Segment Open
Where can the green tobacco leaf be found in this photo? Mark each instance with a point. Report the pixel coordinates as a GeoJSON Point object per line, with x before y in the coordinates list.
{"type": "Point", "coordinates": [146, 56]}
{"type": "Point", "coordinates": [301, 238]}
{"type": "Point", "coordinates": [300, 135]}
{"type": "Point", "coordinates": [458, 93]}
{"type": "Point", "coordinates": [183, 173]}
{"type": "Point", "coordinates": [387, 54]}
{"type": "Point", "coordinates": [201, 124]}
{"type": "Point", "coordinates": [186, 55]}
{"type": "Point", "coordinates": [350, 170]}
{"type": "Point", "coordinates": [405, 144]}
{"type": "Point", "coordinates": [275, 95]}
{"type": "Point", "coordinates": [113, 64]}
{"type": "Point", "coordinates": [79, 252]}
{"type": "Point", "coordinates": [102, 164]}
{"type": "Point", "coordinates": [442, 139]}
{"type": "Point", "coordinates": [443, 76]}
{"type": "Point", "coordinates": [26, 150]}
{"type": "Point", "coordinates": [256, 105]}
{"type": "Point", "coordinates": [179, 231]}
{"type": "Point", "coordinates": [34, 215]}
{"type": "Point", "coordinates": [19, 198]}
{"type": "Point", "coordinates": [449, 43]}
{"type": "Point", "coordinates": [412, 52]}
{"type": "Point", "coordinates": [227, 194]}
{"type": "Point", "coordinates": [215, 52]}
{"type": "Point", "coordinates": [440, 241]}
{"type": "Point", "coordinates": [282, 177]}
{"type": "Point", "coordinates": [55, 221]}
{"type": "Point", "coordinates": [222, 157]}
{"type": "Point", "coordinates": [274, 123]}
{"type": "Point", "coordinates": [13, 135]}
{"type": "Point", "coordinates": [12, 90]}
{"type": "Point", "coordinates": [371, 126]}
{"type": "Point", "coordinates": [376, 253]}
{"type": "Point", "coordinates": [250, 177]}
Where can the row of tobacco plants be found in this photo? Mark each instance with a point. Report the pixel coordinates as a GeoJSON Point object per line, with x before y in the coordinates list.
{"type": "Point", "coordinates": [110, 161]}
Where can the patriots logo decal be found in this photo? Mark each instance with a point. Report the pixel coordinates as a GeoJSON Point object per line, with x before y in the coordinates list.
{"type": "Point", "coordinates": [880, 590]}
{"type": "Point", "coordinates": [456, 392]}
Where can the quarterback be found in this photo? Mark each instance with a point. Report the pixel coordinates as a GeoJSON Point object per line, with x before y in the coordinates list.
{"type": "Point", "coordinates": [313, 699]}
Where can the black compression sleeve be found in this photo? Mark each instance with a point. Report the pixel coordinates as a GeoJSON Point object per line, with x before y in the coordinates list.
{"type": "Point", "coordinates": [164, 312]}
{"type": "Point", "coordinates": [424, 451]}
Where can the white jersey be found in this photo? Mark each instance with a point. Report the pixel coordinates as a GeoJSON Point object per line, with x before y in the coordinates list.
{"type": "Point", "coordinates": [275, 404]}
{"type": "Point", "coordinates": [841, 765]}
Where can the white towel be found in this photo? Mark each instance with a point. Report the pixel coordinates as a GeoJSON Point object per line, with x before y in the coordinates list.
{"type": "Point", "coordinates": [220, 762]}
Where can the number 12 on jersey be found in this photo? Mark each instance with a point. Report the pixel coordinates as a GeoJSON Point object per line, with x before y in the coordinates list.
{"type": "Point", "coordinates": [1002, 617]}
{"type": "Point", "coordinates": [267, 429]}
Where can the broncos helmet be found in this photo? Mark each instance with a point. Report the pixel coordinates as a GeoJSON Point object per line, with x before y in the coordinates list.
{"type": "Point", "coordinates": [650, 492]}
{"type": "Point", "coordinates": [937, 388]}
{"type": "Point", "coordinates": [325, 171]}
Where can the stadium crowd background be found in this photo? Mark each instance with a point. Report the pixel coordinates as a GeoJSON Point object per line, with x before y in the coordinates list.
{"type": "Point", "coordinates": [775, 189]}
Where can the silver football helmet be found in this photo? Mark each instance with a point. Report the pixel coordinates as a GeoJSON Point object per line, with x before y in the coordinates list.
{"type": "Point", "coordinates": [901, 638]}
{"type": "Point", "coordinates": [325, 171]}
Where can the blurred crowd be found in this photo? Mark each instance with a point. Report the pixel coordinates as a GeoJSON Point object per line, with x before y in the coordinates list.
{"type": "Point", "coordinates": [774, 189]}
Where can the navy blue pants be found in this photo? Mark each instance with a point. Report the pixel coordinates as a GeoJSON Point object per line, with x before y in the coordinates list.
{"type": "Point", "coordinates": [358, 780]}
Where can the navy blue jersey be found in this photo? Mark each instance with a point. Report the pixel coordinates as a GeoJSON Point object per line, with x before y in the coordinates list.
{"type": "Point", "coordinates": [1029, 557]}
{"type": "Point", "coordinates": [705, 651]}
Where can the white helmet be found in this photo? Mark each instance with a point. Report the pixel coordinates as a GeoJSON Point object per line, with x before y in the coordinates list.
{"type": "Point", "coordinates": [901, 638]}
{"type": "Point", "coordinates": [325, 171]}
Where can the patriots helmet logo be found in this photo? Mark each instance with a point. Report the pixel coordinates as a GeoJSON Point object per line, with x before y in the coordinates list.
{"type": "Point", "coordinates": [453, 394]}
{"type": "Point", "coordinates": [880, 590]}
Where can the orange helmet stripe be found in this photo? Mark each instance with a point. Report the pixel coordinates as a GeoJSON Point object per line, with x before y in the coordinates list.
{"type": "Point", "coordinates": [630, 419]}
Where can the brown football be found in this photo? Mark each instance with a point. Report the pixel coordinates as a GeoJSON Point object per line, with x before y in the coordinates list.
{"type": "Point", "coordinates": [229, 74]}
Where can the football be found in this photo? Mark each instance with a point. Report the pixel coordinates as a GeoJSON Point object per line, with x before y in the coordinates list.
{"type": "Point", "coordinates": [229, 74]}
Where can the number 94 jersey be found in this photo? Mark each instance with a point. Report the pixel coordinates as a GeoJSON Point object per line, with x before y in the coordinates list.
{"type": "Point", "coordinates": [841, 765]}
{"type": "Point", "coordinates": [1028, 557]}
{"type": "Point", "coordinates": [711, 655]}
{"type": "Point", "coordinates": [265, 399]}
Segment Closed
• **Required work**: A faithful copy of all the records is required.

• **Solution to this problem**:
Where can the green tobacco leaf be found in this photo? Mark each instance with a point. Report the pixel coordinates as a GeoJSON Point object per line, with x before y in the coordinates list.
{"type": "Point", "coordinates": [146, 56]}
{"type": "Point", "coordinates": [301, 238]}
{"type": "Point", "coordinates": [300, 135]}
{"type": "Point", "coordinates": [458, 93]}
{"type": "Point", "coordinates": [183, 173]}
{"type": "Point", "coordinates": [387, 54]}
{"type": "Point", "coordinates": [201, 124]}
{"type": "Point", "coordinates": [186, 55]}
{"type": "Point", "coordinates": [350, 170]}
{"type": "Point", "coordinates": [405, 144]}
{"type": "Point", "coordinates": [275, 95]}
{"type": "Point", "coordinates": [113, 64]}
{"type": "Point", "coordinates": [79, 252]}
{"type": "Point", "coordinates": [102, 164]}
{"type": "Point", "coordinates": [442, 139]}
{"type": "Point", "coordinates": [443, 76]}
{"type": "Point", "coordinates": [26, 150]}
{"type": "Point", "coordinates": [256, 105]}
{"type": "Point", "coordinates": [179, 231]}
{"type": "Point", "coordinates": [34, 215]}
{"type": "Point", "coordinates": [19, 198]}
{"type": "Point", "coordinates": [449, 43]}
{"type": "Point", "coordinates": [412, 52]}
{"type": "Point", "coordinates": [227, 194]}
{"type": "Point", "coordinates": [215, 52]}
{"type": "Point", "coordinates": [440, 241]}
{"type": "Point", "coordinates": [282, 177]}
{"type": "Point", "coordinates": [55, 221]}
{"type": "Point", "coordinates": [222, 157]}
{"type": "Point", "coordinates": [274, 123]}
{"type": "Point", "coordinates": [13, 135]}
{"type": "Point", "coordinates": [12, 90]}
{"type": "Point", "coordinates": [371, 126]}
{"type": "Point", "coordinates": [376, 253]}
{"type": "Point", "coordinates": [250, 177]}
Where can the row of tobacco plants be found in this photo? Mark each instance with a point. Report the pixel coordinates as a GeoJSON Point object per line, with x before y in the coordinates list.
{"type": "Point", "coordinates": [110, 161]}
Where can the patriots logo decal be found in this photo? Mark each instance with a point. Report the pixel coordinates as a GeoJSON Point object per line, with x before y in the coordinates list.
{"type": "Point", "coordinates": [880, 590]}
{"type": "Point", "coordinates": [456, 392]}
Where can the quarterback be found in this photo? Mark each instance with a point. Report the pixel coordinates as a GeoJSON Point object per line, with x before y in the coordinates list.
{"type": "Point", "coordinates": [313, 699]}
Where can the black compression sleeve be found in this photo? Mark each instance with a point. Report the pixel coordinates as a GeoJSON Point object per line, with x before y in the coordinates list.
{"type": "Point", "coordinates": [164, 312]}
{"type": "Point", "coordinates": [424, 451]}
Where can the white jersey be found in this photo? Mark each instance with a point. Report the pixel coordinates as a GeoJSON Point object per line, with x before y in the coordinates list.
{"type": "Point", "coordinates": [275, 404]}
{"type": "Point", "coordinates": [841, 765]}
Where can the white towel be found in this photo? Mark each instance with a point. Report the pixel coordinates as a GeoJSON Point object per line, with x before y in the coordinates list.
{"type": "Point", "coordinates": [220, 762]}
Where can the number 12 on jersey be found in this photo? Mark each instance with a point. Report the pixel coordinates as a GeoJSON Point object per line, with x before y in the coordinates list.
{"type": "Point", "coordinates": [1002, 617]}
{"type": "Point", "coordinates": [267, 429]}
Where can the broncos helmet be found in this photo? Mark each instance with a point. Report the pixel coordinates as a GeoJSON Point object per line, with x before y in the coordinates list.
{"type": "Point", "coordinates": [650, 492]}
{"type": "Point", "coordinates": [937, 388]}
{"type": "Point", "coordinates": [325, 171]}
Where can the stadium crowd background be found in this photo? Mark each instance with a point. Report the pixel coordinates as a GeoJSON Point object per line, with x before y in the coordinates list.
{"type": "Point", "coordinates": [775, 189]}
Where can the silver football helmet be found in this photo? Mark each instance with a point. Report the pixel coordinates as a GeoJSON Point object per line, with x before y in the coordinates list.
{"type": "Point", "coordinates": [901, 638]}
{"type": "Point", "coordinates": [325, 171]}
Where can the blurred crowd be found in this photo? Mark each instance with a point. Report the pixel coordinates as a GeoJSON Point object per line, with x before y in the coordinates list.
{"type": "Point", "coordinates": [774, 189]}
Where can the navy blue pants be found in this photo? Mark each instance with a point. Report the pixel coordinates as a GeoJSON Point object per line, with x before y in the coordinates list.
{"type": "Point", "coordinates": [358, 780]}
Where can the navy blue jersey be found in this photo? Mark each instance with a point. Report the pixel coordinates as a GeoJSON Point object per line, with x before y in the coordinates list.
{"type": "Point", "coordinates": [1029, 557]}
{"type": "Point", "coordinates": [705, 651]}
Where can the white helmet be found in this photo? Mark each instance with a point. Report the pixel coordinates as a GeoJSON Point object per line, with x before y in the coordinates list.
{"type": "Point", "coordinates": [901, 638]}
{"type": "Point", "coordinates": [325, 171]}
Where can the patriots helmet logo be found in this photo? Mark each instance with a point. Report the pixel coordinates as a GeoJSON Point object per line, with x before y in the coordinates list.
{"type": "Point", "coordinates": [453, 394]}
{"type": "Point", "coordinates": [880, 590]}
Where can the orange helmet stripe be found in this photo? Mark each instance with a point. Report the pixel coordinates as a GeoJSON Point object per line, with x before y in the coordinates list.
{"type": "Point", "coordinates": [630, 419]}
Where can the brown football be found in this photo? Mark each instance with a point. Report the pixel coordinates as a GeoJSON Point object per line, with x before y in the coordinates list.
{"type": "Point", "coordinates": [229, 74]}
Where can the football be found in this photo? Mark each instance with a point. Report the pixel coordinates as a GeoJSON Point object per line, with x before y in the coordinates list.
{"type": "Point", "coordinates": [229, 74]}
Where can the number 94 jersey be found in this photo? Mark each instance with a point. Report the pixel coordinates as a GeoJSON Point object per line, with x before y in the coordinates list.
{"type": "Point", "coordinates": [841, 765]}
{"type": "Point", "coordinates": [1028, 557]}
{"type": "Point", "coordinates": [711, 655]}
{"type": "Point", "coordinates": [265, 399]}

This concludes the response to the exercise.